■ **Task item**
Pictures stay out; please output the remaining data exactly.

Start of Source material

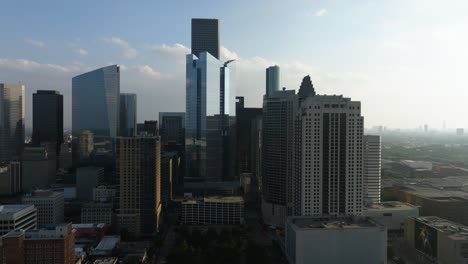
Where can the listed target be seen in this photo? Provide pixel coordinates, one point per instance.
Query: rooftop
(453, 230)
(315, 223)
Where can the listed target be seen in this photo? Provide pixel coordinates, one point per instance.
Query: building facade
(205, 36)
(17, 216)
(48, 118)
(96, 102)
(11, 121)
(228, 210)
(138, 169)
(372, 168)
(49, 205)
(128, 114)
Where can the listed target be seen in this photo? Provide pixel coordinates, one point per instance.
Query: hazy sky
(407, 61)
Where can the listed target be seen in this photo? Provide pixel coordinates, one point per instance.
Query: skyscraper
(372, 168)
(48, 118)
(138, 169)
(205, 36)
(11, 121)
(128, 114)
(277, 154)
(96, 102)
(328, 151)
(172, 128)
(272, 80)
(210, 120)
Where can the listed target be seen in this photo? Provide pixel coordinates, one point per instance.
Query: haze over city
(404, 60)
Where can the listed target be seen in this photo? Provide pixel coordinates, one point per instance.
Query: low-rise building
(17, 216)
(322, 240)
(431, 239)
(49, 204)
(391, 214)
(213, 211)
(52, 245)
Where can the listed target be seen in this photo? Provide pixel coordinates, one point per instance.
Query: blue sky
(404, 59)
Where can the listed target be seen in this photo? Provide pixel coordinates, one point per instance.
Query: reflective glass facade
(210, 111)
(11, 121)
(96, 102)
(128, 114)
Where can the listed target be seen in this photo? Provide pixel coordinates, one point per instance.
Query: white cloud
(320, 12)
(174, 52)
(128, 51)
(81, 52)
(37, 43)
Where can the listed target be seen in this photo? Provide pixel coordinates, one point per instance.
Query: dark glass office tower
(11, 121)
(205, 36)
(96, 102)
(128, 114)
(48, 118)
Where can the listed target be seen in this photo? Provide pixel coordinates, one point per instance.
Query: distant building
(96, 101)
(172, 128)
(11, 121)
(228, 210)
(97, 212)
(205, 36)
(87, 178)
(372, 168)
(138, 168)
(38, 166)
(432, 239)
(128, 114)
(272, 80)
(10, 178)
(49, 204)
(17, 216)
(53, 245)
(48, 118)
(391, 214)
(324, 240)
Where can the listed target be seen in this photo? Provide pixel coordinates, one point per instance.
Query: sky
(405, 60)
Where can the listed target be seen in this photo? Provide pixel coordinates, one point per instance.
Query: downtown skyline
(394, 57)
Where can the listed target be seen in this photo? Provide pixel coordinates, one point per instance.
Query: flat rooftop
(453, 230)
(315, 223)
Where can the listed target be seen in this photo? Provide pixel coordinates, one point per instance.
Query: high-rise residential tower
(205, 36)
(372, 168)
(96, 102)
(272, 80)
(138, 169)
(11, 121)
(48, 118)
(210, 118)
(128, 114)
(172, 128)
(328, 148)
(277, 154)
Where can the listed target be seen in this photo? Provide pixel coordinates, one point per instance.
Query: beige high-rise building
(138, 169)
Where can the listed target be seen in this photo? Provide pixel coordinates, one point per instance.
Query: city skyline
(391, 54)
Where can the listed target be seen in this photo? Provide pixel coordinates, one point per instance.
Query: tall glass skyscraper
(128, 114)
(48, 118)
(205, 36)
(210, 119)
(272, 80)
(11, 121)
(96, 102)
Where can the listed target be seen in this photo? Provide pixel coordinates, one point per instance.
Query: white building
(213, 211)
(328, 156)
(372, 168)
(17, 216)
(391, 214)
(335, 240)
(49, 204)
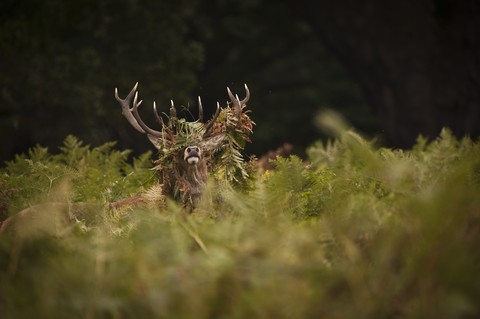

End of Source material

■ **Task answer**
Where can the listed target be seen in this photo? Provide pixel coordinates, one point per instance.
Query: rooftop
(453, 230)
(315, 223)
Where can the listed target be seen in this photo? Provide pixel coordinates, one point per instance.
Query: building facade
(205, 36)
(17, 216)
(48, 118)
(96, 102)
(11, 121)
(228, 210)
(138, 169)
(372, 168)
(49, 205)
(128, 114)
Where can the listed target be seen in this photo? Provide pixel coordinates, one point per instance.
Query: hazy sky
(407, 61)
Where can the listed target be seen in this photo? Provide pixel coordinates, one point per instance.
Query: skyscraper
(372, 168)
(48, 118)
(138, 169)
(205, 36)
(11, 121)
(128, 114)
(277, 154)
(96, 102)
(328, 151)
(172, 128)
(272, 80)
(210, 120)
Where can the listed target be seen in this photo? Provide pixel coordinates, one point per instance.
Query: haze over city
(404, 60)
Where can the listed target be seen in this photo? Provide pixel coordinates, one point per instance.
Query: low-rise building
(17, 216)
(322, 240)
(431, 239)
(49, 204)
(391, 214)
(213, 211)
(52, 245)
Where can the listed target be seen in this photo? Provide pixel coordinates, one point per instance.
Query: blue sky
(404, 59)
Where can the listed target be seen in this photo? Provide pixel coordinates, one point per instance.
Query: reflective glass facade
(210, 111)
(11, 121)
(96, 102)
(128, 114)
Where can the listed target be seen in this photo? Provide pixel coordinates, one point per instance.
Query: white cloud
(320, 12)
(174, 52)
(128, 51)
(81, 52)
(37, 43)
Where can the listed target be seen in this photo? Provide pixel coordinates, one point per instance.
Query: dark glass office tower
(11, 121)
(205, 36)
(96, 102)
(128, 114)
(48, 118)
Where can the listed target be seen in this photo? Provide pixel coordinates, one point per instance.
Query: distant building
(96, 101)
(172, 128)
(11, 121)
(228, 210)
(97, 212)
(205, 36)
(87, 178)
(372, 168)
(138, 168)
(38, 166)
(432, 239)
(128, 114)
(272, 80)
(10, 178)
(49, 204)
(17, 216)
(53, 245)
(48, 118)
(391, 214)
(324, 240)
Where can the listed target be seen in this photo? Provide pixel coordinates, one point per instance.
Query: sky
(405, 60)
Where can the listed target be seen in this photo? Provide pixel coordinates, one point per instance.
Query: downtown skyline
(394, 57)
Where can the listed target be seen in this photo? Provide pixel coordinates, one point per instance.
Query: flat rooftop
(453, 230)
(315, 223)
Where can the listed target be seen in this photo? Provide pixel coordinates, one point per instance.
Query: high-rise residential tower
(205, 36)
(372, 168)
(96, 102)
(272, 80)
(138, 169)
(11, 121)
(48, 118)
(210, 118)
(128, 114)
(172, 128)
(328, 148)
(277, 154)
Where can the listed target be seen in this photo? Provide pixel coordinates, one point per instance.
Query: beige high-rise building
(138, 169)
Where can the listed target be seen in this photo? Provide pixel coordinates, one point per instance.
Query: city skyline
(391, 54)
Where can the listed target be seen in this photo? Provide pixel coordinates, one point per instance.
Query: tall glass skyscraper
(128, 114)
(48, 118)
(205, 36)
(210, 119)
(272, 80)
(11, 121)
(96, 102)
Where can the listed target be seen in this photo? Provide pixel coordinates, one point per instance.
Query: white building
(213, 211)
(328, 156)
(372, 168)
(17, 216)
(391, 214)
(335, 240)
(49, 204)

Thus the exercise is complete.